[[ RECORDED INFORMATION open ]]
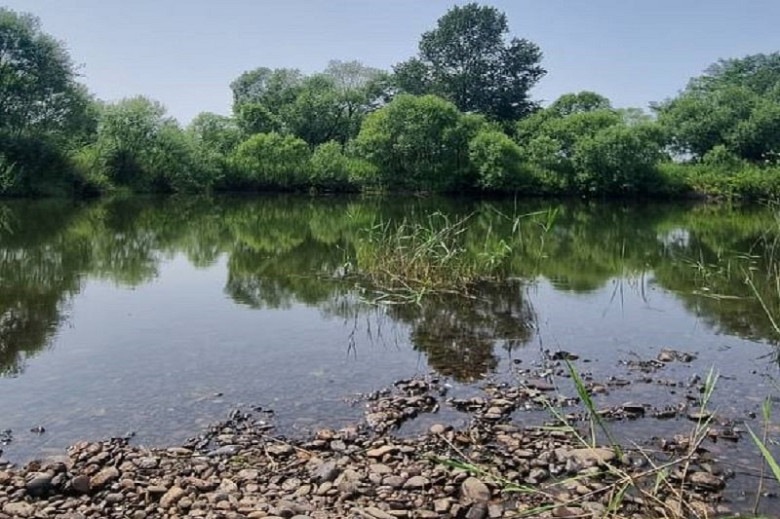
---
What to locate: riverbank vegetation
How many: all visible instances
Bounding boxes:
[1,4,779,199]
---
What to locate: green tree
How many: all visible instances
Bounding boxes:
[188,112,242,155]
[308,141,358,191]
[88,97,218,192]
[352,94,482,191]
[468,128,529,191]
[573,123,666,194]
[230,67,304,110]
[394,3,545,122]
[516,97,622,188]
[0,8,91,138]
[229,132,310,190]
[656,54,780,162]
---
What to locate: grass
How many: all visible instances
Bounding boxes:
[433,361,727,519]
[346,207,557,305]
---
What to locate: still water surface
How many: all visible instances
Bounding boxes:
[0,196,778,481]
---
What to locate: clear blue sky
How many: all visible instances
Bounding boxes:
[5,0,779,123]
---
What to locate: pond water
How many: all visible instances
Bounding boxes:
[1,195,779,509]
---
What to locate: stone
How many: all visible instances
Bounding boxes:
[105,492,124,504]
[383,475,407,488]
[220,478,238,493]
[465,502,488,519]
[554,447,616,465]
[433,498,452,513]
[25,472,53,496]
[402,475,429,489]
[690,471,724,489]
[71,474,91,494]
[367,445,397,458]
[3,502,35,517]
[134,457,158,469]
[461,477,490,503]
[429,424,446,435]
[312,460,339,482]
[90,466,119,489]
[160,486,186,508]
[369,463,392,475]
[363,506,396,519]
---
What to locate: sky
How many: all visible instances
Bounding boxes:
[4,0,780,124]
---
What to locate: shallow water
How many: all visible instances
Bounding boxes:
[0,195,779,511]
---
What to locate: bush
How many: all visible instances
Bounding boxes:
[352,94,479,191]
[573,123,665,195]
[468,129,530,191]
[228,133,310,190]
[308,141,356,191]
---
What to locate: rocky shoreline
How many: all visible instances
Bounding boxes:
[0,366,741,519]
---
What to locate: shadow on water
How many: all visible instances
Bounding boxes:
[1,195,780,379]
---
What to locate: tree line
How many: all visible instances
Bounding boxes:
[1,4,779,199]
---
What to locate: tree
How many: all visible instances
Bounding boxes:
[0,8,91,138]
[231,62,389,145]
[656,53,780,162]
[230,67,304,110]
[394,3,545,122]
[352,94,483,190]
[229,133,310,190]
[573,123,666,194]
[188,112,242,154]
[89,97,219,192]
[691,53,780,97]
[468,128,529,190]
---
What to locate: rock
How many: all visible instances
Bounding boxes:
[383,475,407,488]
[160,486,186,508]
[526,379,555,391]
[465,502,488,519]
[403,475,429,489]
[369,463,392,475]
[367,445,397,458]
[25,472,53,496]
[690,471,724,489]
[208,445,240,457]
[312,460,339,482]
[429,424,446,434]
[553,506,583,518]
[3,502,35,517]
[433,498,452,513]
[461,477,491,503]
[134,457,158,469]
[555,447,616,465]
[71,474,91,494]
[219,478,238,493]
[363,506,397,519]
[266,443,293,456]
[105,492,124,504]
[90,466,119,489]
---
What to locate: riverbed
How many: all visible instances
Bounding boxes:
[0,195,778,515]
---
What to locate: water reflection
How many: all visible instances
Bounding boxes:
[0,196,778,379]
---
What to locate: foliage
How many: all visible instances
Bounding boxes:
[85,97,220,193]
[307,141,360,191]
[228,132,310,190]
[231,62,386,146]
[573,122,666,194]
[188,112,242,155]
[0,8,92,138]
[353,94,483,191]
[468,128,529,191]
[393,3,545,122]
[656,53,780,162]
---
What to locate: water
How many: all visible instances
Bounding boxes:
[0,195,779,509]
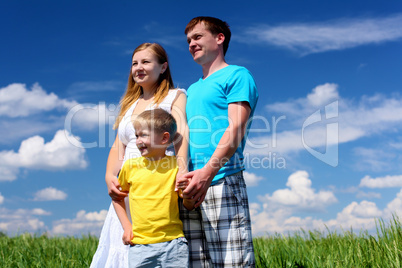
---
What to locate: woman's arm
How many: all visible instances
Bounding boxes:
[105,134,128,201]
[171,91,189,176]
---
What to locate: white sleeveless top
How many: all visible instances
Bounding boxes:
[90,88,186,268]
[118,88,185,163]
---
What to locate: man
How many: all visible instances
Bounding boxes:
[178,16,258,267]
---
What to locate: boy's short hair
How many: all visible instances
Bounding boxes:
[184,16,231,56]
[133,109,177,142]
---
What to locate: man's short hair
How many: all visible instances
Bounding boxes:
[133,109,177,142]
[185,16,231,55]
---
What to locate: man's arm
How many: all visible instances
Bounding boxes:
[181,101,251,207]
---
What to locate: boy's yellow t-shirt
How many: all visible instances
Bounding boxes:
[118,156,184,244]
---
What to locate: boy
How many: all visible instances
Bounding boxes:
[178,16,258,267]
[113,109,194,268]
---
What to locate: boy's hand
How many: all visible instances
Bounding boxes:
[175,174,190,198]
[122,229,134,246]
[176,175,196,210]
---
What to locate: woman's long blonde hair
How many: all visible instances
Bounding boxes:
[113,43,174,129]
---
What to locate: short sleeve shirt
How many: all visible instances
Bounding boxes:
[186,65,259,184]
[119,156,184,244]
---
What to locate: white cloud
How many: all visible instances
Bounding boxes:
[356,191,382,199]
[0,118,64,145]
[64,102,118,131]
[32,208,52,216]
[0,166,18,182]
[307,83,339,107]
[325,201,381,231]
[0,83,117,134]
[0,130,87,181]
[240,14,402,55]
[250,204,327,234]
[247,83,340,156]
[250,172,402,236]
[353,147,396,172]
[338,186,381,200]
[246,131,303,156]
[0,83,76,117]
[247,83,402,160]
[384,189,402,218]
[0,193,4,204]
[0,207,109,237]
[51,209,108,236]
[341,201,382,218]
[258,171,337,212]
[34,187,68,201]
[390,141,402,150]
[360,175,402,188]
[343,96,402,130]
[244,171,264,187]
[0,208,50,234]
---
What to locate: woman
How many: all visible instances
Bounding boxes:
[90,43,188,268]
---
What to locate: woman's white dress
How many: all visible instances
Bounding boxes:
[90,89,185,268]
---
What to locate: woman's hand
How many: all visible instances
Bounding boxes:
[106,175,128,201]
[105,134,127,201]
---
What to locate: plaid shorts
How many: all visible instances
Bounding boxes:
[179,172,255,268]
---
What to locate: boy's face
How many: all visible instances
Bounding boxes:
[186,22,222,65]
[135,126,168,160]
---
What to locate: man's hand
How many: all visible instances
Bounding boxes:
[[ RECORDED INFORMATION closed ]]
■ ACTIVITY
A word-for-word copy of the data above is needed, one that omits the pictures.

■ WRITTEN SOLUTION
---
What to locate: riverbank vegetation
How many: all visible instances
Bounding boxes:
[1,4,779,199]
---
What to locate: green tree
How many: all visible instances
Bounding boxes:
[188,112,242,155]
[308,141,358,191]
[88,97,218,192]
[352,94,482,191]
[468,128,529,191]
[573,123,666,194]
[230,67,304,110]
[394,3,545,122]
[516,97,622,188]
[0,8,91,138]
[229,132,310,190]
[656,54,780,162]
---
What to locate: grass
How many: all visible instances
Bounding boxes:
[433,361,727,519]
[346,207,557,305]
---
What to locate: still water surface
How many: all visible instances
Bounding boxes:
[0,196,778,481]
---
What to locate: clear blue sky
How many: all visible instances
Bounding boxes:
[5,0,779,123]
---
What to locate: pond water
How many: all visible instances
Bounding boxes:
[1,195,779,509]
---
What to locate: stone
How many: all visible instances
Bounding boxes:
[105,492,124,504]
[383,475,407,488]
[220,478,238,493]
[465,502,488,519]
[554,447,616,465]
[433,498,452,513]
[25,472,53,496]
[402,475,429,489]
[690,471,724,489]
[71,474,91,494]
[367,445,397,458]
[3,502,35,517]
[134,457,158,469]
[461,477,490,503]
[429,424,446,435]
[312,460,339,482]
[90,466,119,489]
[160,486,186,508]
[369,463,392,475]
[363,506,396,519]
---
What to locate: sky
How many: all visible instances
Bounding boxes:
[4,0,780,124]
---
What to locate: shallow water
How many: all visible instances
Bounding boxes:
[0,195,779,511]
---
What to locate: bush
How many: all visible instances
Bounding boxes:
[352,94,479,191]
[573,123,665,195]
[468,129,530,191]
[228,133,310,190]
[308,141,356,191]
---
What to locate: rocky shoreline
How many: all visible instances
Bounding boxes:
[0,366,741,519]
---
What to locate: shadow on water
How many: all visible instances
Bounding boxes:
[1,195,780,379]
---
What to locate: tree line
How many: all visible instances
Bounding boxes:
[1,4,779,199]
---
What to locate: tree
How many: all visible instances
Bounding boxes:
[0,8,91,138]
[231,62,389,145]
[656,53,780,162]
[230,67,304,110]
[394,3,545,122]
[352,94,483,190]
[229,133,310,190]
[573,123,666,194]
[188,112,242,154]
[89,97,219,192]
[691,53,780,97]
[468,128,529,190]
---
What to locate: rock
How many: all visible instances
Bounding boxes:
[383,475,407,488]
[160,486,186,508]
[526,379,555,391]
[465,502,488,519]
[403,475,429,489]
[369,463,392,475]
[367,445,397,458]
[25,472,53,496]
[690,471,724,489]
[208,445,240,457]
[312,460,339,482]
[429,424,446,434]
[553,506,583,518]
[3,502,35,517]
[433,498,452,513]
[461,477,491,503]
[134,457,158,469]
[555,447,616,465]
[71,474,91,494]
[219,478,238,493]
[363,506,397,519]
[266,443,293,456]
[105,492,124,504]
[90,466,119,489]
---
What to locate: riverbed
How many: all visible instances
Bounding boxes:
[0,195,778,515]
---
What to locate: water reflection
How many: all visible instances
Bounding boxes:
[0,196,778,379]
---
What to locate: foliage
How many: all visible instances
Bounding boxes:
[85,97,220,193]
[307,141,360,191]
[228,132,310,190]
[231,62,386,146]
[573,122,666,194]
[188,112,242,155]
[0,8,92,138]
[353,94,483,191]
[468,128,529,191]
[393,3,545,122]
[656,53,780,162]
---
What to locate: water
How many: all visible instances
Bounding boxes:
[0,195,779,509]
---
What to locate: woman's arm
How many: all visible instances
Bounding boxes:
[105,134,128,201]
[171,91,189,176]
---
What to locate: white sleeveless top
How many: all visible instances
Bounding boxes:
[90,88,186,268]
[118,88,185,163]
---
What to locate: man
How many: all visible instances
Bounding boxes:
[178,16,258,267]
---
What to locate: boy's short hair
How many: all visible instances
Bounding boxes:
[184,16,231,56]
[133,109,177,142]
---
What to locate: man's short hair
How many: all visible instances
Bounding boxes:
[133,109,177,142]
[185,16,231,55]
---
What to locate: man's arm
How many: all visible instances
Bounding boxes:
[181,101,251,207]
---
What to locate: boy's yellow t-shirt
How many: all visible instances
Bounding boxes:
[118,156,184,244]
---
What to locate: boy
How many: all visible instances
Bounding boxes:
[178,16,258,267]
[113,109,194,268]
---
What to locate: boy's hand
How many: all visible instances
Bounding boxes:
[175,174,190,198]
[122,229,134,246]
[176,175,196,210]
---
What to locate: woman's long blonde hair
How many: all visible instances
Bounding boxes:
[113,43,174,129]
---
What to locate: short sleeve shirt
How many: all visible instances
Bounding boxes:
[186,65,259,184]
[119,156,184,244]
---
What to locate: white cloud
How many: all visible instances
Bounding boxes:
[356,191,382,199]
[0,118,64,145]
[64,102,118,131]
[32,208,52,216]
[0,166,18,182]
[307,83,339,107]
[325,201,381,231]
[0,83,117,134]
[0,130,87,181]
[240,14,402,55]
[250,204,327,234]
[247,83,340,156]
[250,172,402,236]
[353,147,396,172]
[338,186,381,200]
[246,131,303,156]
[0,83,76,117]
[247,83,402,160]
[384,189,402,218]
[0,193,4,204]
[0,207,109,237]
[51,209,108,236]
[341,201,382,218]
[258,171,337,212]
[34,187,68,201]
[390,141,402,150]
[360,175,402,188]
[343,96,402,130]
[244,171,264,187]
[0,208,50,234]
---
What to locate: woman
How many: all visible instances
Bounding boxes:
[90,43,188,268]
---
What to locate: woman's white dress
How many: all visible instances
Bounding boxes:
[90,89,185,268]
---
What to locate: woman's hand
How many: all visible instances
Bounding boxes:
[106,175,128,201]
[105,134,127,201]
---
What to locate: plaid shorts
How many: all visible instances
Bounding boxes:
[179,172,255,268]
---
What to locate: boy's face
How many: all visible instances
Bounding boxes:
[186,22,222,65]
[135,126,168,160]
---
What to locate: man's hand
How many: all visible instances
Bounding boxes:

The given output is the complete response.